DIRECTIVES →
a: In the museum article, where is the museum located?
b: Continue the museum article from its last sentence.

Sources: Andréa Byrne, Editor Stratford Crier; CT Visit: Connecticut Tourism Office; Connecticut Mirror

Hours:
Thursday 10 AM–5 PM
Friday Closed
Saturday 10 AM–3 PM
Sunday Closed
Monday 10 AM–5 PM
Tuesday Closed
Wednesday 10 AM–5 PM
Phone: (203) 843-3102

The Ruby and Calvin Fletcher African American History Museum in Stratford. is the first of its kind in the state. The goal is to have an immersive experience that tells history through Black experiences.   Since its opening day on 952 East Broadway in October 2021, executive director Jeffrey Fletcher said the museum has been booked and busy.

Fletcher said all of the exhibits help emphasize the importance of bringing Black history in this capacity to Connecticut, and this is why it’s entirely free (Though donations are accepted.)

“4,535 people have visited this museum,” said Fletcher. “Everywhere from Connecticut, New England, and the tri-state.”  Fletcher explained that the museum shares America’s history through the Black experience and walks people through untold, overlooked.

“They get a first-hand experience of being immersed in this type of history,” Fletcher said.  “It’s a cultural and historical experience that takes people on a journey starting in 1619, venturing through American slavery into the Jim Crow South and concluding on a positive note with the progress we’ve made thus far.

“It is a tough history for not only whites but blacks as well,” said Fletcher. “Because we are taught this in our homes but never have we seen it up close and personal.”

There are 10 exhibits/collections with hundreds of collected and donated artifacts; many are from the Fletcher family’s group that helps bring African American history to life.

His journey with this project began with the over 400 artifacts his mother, Ruby, collected during her long lifetime. They filled the house in Colchester where Jeffrey grew up, and when he went to college they began to spill over into his room. While the collection was orderly, at the time he considered it just so much useless junk, and something his father Clifford indulged her in. His parents were jokingly but lovingly referred to as the junk-collectors Fred Sanford and Lamont, in the old TV show Sanford and Son.

Ruby died in 2006, but she had begun to chronicle her entire collection, as if she’d had a premonition of her death. “I realized then that all these items were telling a story—not only my mother’s, but a story of our country,” Jeffrey said.

She and Clifford had escaped the Jim Crow south to come to Connecticut, and the family they raised here is close and deeply spiritual. Jeffrey carries a small, well-worn Bible from his mother.  “I never leave my house without it,” he says. “Through all my years on the police force it was always in my shirt pocket, right over my heart.”

One of the exhibits is on the Tuskegee Airmen, which spotlights Hartford native 2nd Lt. Edward Thornton Dixon.  Lt. Dixon was not the only Connecticut member of the Tuskegee Airmen, others include:

James A. Calhoun,  2nd Lt. Bridgeport CT, who lost his life in battle.  Lt. Calhoun’s story can be found at: https://www.abmc.gov/news-events/news/being-father-three-enrolling-tuskegee-air-pilot-program-and-fighting-europe-during

Edward T. Dixon, 2nd Lt. Hartford CT,

Lloyd L. Radcliff, 2nd Lt. New Haven CT,

James W. Whyte, Jr. 2nd Lt. New Haven CT

The exhibits are a collection of artifacts that reflect decades of turbulent times for African Americans in the United States during the period of slavery and the Civil Rights movement. It brings visitors up close and personal which is an experience that many have only read about in history books or seen in movies.

DATA →

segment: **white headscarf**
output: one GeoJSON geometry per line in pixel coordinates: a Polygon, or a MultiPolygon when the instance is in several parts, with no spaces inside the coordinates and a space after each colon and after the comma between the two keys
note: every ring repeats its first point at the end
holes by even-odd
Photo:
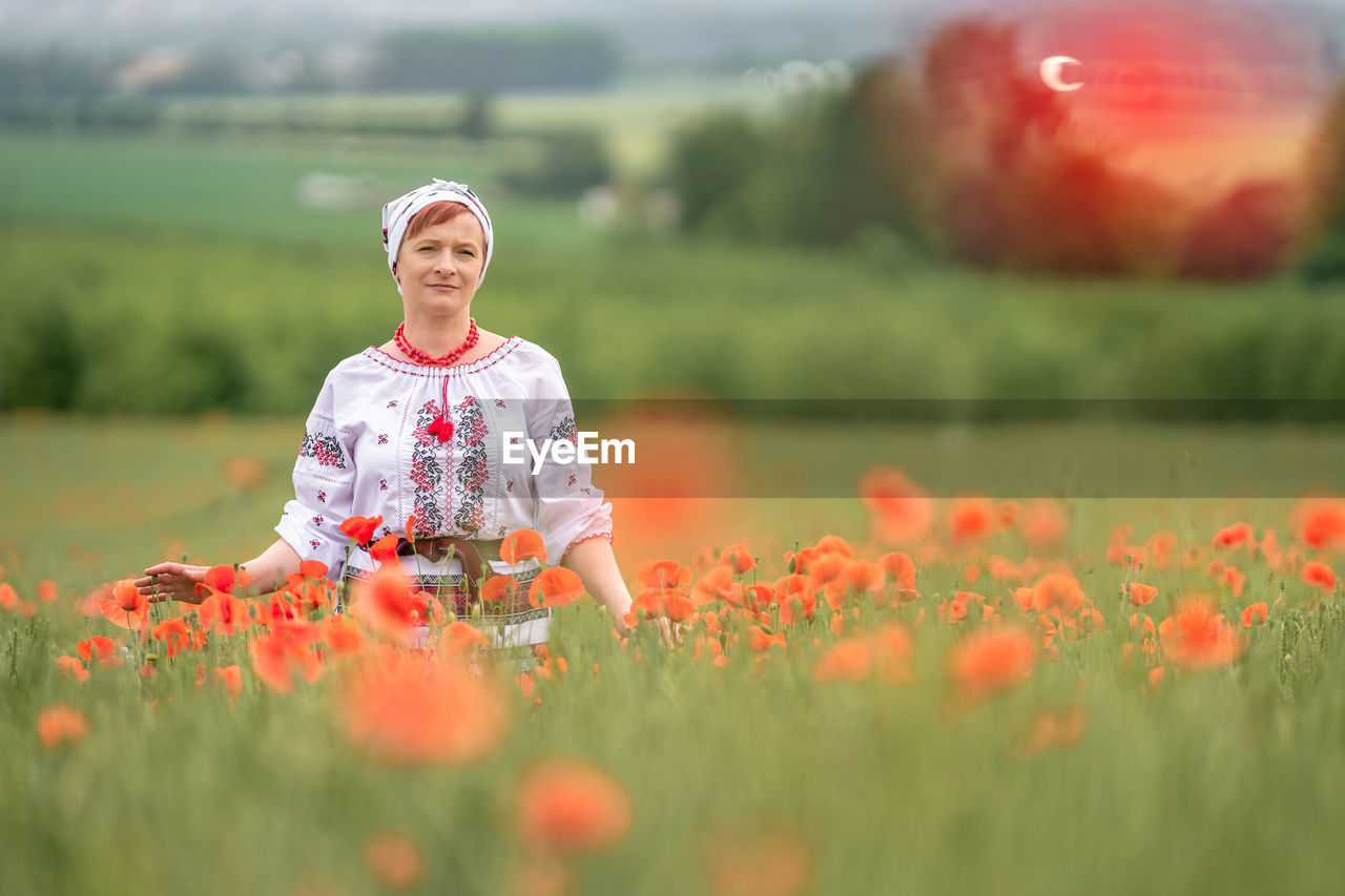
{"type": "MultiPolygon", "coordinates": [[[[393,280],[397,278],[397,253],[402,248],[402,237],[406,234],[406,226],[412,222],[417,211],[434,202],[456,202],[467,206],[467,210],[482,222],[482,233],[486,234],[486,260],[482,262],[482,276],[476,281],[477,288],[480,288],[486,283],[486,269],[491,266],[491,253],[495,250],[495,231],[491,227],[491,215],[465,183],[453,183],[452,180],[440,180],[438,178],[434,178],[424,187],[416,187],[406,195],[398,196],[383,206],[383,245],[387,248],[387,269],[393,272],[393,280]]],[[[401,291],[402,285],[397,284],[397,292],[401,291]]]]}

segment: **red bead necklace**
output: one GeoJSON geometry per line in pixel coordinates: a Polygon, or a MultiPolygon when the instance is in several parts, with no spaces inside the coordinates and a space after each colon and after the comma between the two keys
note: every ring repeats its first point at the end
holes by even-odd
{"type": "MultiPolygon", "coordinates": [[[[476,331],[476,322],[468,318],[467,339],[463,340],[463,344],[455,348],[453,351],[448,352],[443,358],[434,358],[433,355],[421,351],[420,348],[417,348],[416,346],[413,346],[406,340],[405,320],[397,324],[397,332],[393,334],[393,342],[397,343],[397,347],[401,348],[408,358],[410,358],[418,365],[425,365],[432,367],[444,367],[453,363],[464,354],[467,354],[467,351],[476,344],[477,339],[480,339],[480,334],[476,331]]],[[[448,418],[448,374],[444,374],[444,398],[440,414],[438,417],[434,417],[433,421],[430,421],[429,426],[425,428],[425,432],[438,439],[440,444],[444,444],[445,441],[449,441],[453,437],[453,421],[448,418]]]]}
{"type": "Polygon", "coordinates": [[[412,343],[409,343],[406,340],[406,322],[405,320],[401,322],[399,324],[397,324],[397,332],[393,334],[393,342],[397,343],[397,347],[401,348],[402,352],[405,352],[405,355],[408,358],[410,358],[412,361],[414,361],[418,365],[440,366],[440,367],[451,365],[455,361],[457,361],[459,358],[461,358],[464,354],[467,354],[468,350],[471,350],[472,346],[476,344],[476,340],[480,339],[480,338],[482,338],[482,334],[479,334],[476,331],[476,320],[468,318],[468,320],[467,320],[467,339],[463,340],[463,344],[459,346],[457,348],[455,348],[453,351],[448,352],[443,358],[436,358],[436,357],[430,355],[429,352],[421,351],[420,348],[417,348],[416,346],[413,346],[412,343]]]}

...

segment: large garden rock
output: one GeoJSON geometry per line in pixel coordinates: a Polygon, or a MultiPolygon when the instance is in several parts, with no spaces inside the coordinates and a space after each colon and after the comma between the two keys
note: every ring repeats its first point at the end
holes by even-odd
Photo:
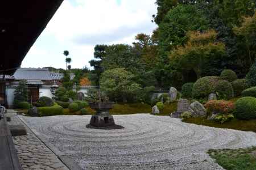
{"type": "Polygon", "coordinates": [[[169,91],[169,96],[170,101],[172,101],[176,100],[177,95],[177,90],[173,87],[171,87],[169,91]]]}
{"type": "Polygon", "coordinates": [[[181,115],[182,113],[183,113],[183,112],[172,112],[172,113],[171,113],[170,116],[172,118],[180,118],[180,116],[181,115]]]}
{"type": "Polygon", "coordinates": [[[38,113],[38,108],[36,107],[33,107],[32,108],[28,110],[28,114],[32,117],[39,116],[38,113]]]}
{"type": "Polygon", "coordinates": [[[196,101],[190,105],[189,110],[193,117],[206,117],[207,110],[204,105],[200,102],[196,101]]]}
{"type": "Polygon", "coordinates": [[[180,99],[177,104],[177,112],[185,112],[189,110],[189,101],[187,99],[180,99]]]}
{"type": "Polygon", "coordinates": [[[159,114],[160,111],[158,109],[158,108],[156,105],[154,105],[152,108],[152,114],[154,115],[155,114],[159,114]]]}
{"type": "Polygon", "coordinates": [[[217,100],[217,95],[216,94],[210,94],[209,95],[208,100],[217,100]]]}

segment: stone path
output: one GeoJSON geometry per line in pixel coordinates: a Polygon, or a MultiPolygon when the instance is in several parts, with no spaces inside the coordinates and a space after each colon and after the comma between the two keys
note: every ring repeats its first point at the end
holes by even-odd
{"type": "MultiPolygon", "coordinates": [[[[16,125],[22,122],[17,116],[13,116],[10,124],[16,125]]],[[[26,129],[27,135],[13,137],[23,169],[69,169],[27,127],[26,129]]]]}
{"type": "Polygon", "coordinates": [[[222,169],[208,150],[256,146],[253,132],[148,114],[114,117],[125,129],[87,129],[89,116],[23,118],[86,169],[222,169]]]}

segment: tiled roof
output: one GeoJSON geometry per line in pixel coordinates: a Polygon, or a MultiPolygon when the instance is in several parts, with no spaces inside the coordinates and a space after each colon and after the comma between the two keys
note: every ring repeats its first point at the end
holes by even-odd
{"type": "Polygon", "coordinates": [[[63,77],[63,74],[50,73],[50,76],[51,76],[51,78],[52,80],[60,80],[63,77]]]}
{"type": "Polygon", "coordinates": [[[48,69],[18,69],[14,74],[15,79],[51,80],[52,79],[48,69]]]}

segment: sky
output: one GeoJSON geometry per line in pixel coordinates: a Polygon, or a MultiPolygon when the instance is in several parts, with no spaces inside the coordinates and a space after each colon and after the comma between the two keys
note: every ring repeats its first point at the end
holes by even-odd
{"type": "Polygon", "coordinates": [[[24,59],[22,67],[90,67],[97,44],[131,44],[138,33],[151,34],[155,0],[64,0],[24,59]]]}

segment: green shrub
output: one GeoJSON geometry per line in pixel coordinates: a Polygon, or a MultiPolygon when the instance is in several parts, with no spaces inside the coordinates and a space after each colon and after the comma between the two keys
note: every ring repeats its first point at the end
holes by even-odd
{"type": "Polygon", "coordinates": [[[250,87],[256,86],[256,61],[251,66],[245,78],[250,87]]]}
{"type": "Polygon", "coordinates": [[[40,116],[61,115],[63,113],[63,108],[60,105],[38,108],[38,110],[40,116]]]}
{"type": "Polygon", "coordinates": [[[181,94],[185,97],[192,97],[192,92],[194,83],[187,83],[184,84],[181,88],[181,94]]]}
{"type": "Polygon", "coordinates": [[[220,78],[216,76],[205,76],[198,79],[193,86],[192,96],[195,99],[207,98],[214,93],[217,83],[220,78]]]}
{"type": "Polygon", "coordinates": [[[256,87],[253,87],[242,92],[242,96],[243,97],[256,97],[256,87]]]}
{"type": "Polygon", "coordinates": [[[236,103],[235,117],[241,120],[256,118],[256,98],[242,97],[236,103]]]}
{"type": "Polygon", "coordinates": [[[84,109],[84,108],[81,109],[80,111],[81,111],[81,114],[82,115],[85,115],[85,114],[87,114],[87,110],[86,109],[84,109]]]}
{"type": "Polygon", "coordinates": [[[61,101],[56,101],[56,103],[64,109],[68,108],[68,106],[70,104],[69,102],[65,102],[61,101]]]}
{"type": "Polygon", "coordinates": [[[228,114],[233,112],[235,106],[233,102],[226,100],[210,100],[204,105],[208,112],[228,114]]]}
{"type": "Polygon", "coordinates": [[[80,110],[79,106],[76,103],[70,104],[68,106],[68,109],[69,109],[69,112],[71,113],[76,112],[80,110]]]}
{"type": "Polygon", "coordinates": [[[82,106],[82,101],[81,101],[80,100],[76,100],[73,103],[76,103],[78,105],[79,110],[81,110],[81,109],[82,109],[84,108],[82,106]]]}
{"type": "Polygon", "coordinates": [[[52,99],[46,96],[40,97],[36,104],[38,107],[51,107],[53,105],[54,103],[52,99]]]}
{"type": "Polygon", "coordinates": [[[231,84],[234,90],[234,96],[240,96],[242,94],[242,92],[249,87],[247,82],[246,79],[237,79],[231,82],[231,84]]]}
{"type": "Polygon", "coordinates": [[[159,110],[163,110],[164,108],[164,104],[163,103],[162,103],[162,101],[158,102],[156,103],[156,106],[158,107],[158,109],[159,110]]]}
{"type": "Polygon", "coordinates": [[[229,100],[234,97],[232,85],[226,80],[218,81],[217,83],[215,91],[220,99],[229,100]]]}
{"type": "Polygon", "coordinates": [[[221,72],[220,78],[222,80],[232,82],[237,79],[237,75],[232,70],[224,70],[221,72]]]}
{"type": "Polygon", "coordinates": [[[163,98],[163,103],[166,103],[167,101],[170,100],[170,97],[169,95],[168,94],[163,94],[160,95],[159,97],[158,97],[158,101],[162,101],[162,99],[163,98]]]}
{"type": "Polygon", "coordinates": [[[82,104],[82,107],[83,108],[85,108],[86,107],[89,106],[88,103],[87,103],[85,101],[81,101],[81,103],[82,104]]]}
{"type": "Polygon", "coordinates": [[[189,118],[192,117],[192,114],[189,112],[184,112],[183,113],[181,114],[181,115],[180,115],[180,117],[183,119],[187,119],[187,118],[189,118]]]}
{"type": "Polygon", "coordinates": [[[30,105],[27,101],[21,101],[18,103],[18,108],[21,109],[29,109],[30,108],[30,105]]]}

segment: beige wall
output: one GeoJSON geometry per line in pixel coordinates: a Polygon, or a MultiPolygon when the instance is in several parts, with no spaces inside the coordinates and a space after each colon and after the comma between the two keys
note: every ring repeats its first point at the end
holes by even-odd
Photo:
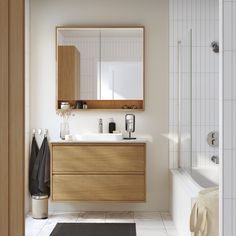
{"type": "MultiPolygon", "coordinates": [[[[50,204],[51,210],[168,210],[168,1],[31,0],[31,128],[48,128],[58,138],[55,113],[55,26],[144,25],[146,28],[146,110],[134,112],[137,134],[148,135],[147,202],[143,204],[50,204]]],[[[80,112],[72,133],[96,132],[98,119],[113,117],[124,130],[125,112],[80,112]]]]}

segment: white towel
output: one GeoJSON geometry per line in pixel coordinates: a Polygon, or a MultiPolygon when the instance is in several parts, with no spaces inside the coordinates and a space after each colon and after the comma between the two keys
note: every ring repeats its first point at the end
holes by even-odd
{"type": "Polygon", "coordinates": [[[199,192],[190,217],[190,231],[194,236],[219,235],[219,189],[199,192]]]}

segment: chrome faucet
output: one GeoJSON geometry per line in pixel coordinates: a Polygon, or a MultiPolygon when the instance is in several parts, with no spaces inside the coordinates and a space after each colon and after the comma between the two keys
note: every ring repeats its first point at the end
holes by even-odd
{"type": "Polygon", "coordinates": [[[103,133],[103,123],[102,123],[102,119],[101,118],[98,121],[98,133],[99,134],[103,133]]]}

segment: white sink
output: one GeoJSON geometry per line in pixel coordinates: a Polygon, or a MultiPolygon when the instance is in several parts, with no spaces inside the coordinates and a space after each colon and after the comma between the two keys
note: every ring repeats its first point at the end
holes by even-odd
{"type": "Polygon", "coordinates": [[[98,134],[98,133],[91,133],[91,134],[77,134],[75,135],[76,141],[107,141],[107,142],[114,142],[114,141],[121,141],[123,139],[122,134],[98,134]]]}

THE RESPONSES →
a: 952 East Broadway in Stratford

b:
The museum embraces the teachings of tolerance, diversity, unity, and educating people that there was a time when imagery played a significant role in how African Americans were perceived.

The artifacts and memorabilia may seem to be difficult to view but they are a part of African American history that needs to be told just as much as the triumphs which were made by African American pioneers and trailblazers.

The exhibits are an opportunity to begin honest conversations regarding a rich and strong history which has historically been maligned. The Images of America exhibit is an experience that will leave lasting impressions and memories.

Fletcher’s intent is to show the factual history but not to lay blame for the past. He feels that would deny people the opportunity to truly take in and process the history that starts with: a 1619 Africa room; a slave ship; a visit to a room that features the Pullman Porters:  The history of the Pullman Porters is yet a stain as well as a triumph.  Industrialist George Pullman created luxury sleeper cars for train travel, and hired former enslaved men to be the porters attending to travelers. He reasoned that they knew better than anyone how to serve and cater to the wealthy customers’ wants and needs, and do it for not much pay. Because he thought passengers wouldn’t have time or interest in learning the porters’ names, all had ‘George’ on their name tags. FYI: Actor Jacky Gleason, who always traveled by train, was one who took the time to ask each porter’s real name—and remember it.

There is a tribute to A. Philip Randolph, who organized the first African American union, the Brotherhood of Sleeping Car Porters. There are also authentic uniforms on display from a job that became a matter of pride for many, and led to opportunities not open to others.

The Entertainment exhibit has a mock up of a vintage movie theater of days gone by with a display of period movie posters, a large screen with running segments of The African Queen and Gone With The Wind opposite a row of old wooden theater seats.

The Civil Rights room with images of Dr. Martin Luther King and other notable people who so bravely stood for the rights which should be afforded to everyone. There are three doors with signage that reads ‘white men’, ‘white women’, and ‘colored men’. Not even a door for ‘colored women’—they were to use the ‘colored men’s’ room and take their chances of being walked in on. This exhibit demonstrates the clear divisions there were at the time, and that still exist today in some minds.

The final room is dedicated to music with a display of 33 rpm albums and other items that were part of Ruby’s collection. Mounted on the wall are two guitars that had been his father’s, one of which was hand-made by Calvin. Calvin, who died in 2010, could not read music but had the great gift of being able to play a song flawlessly after hearing it only once or twice.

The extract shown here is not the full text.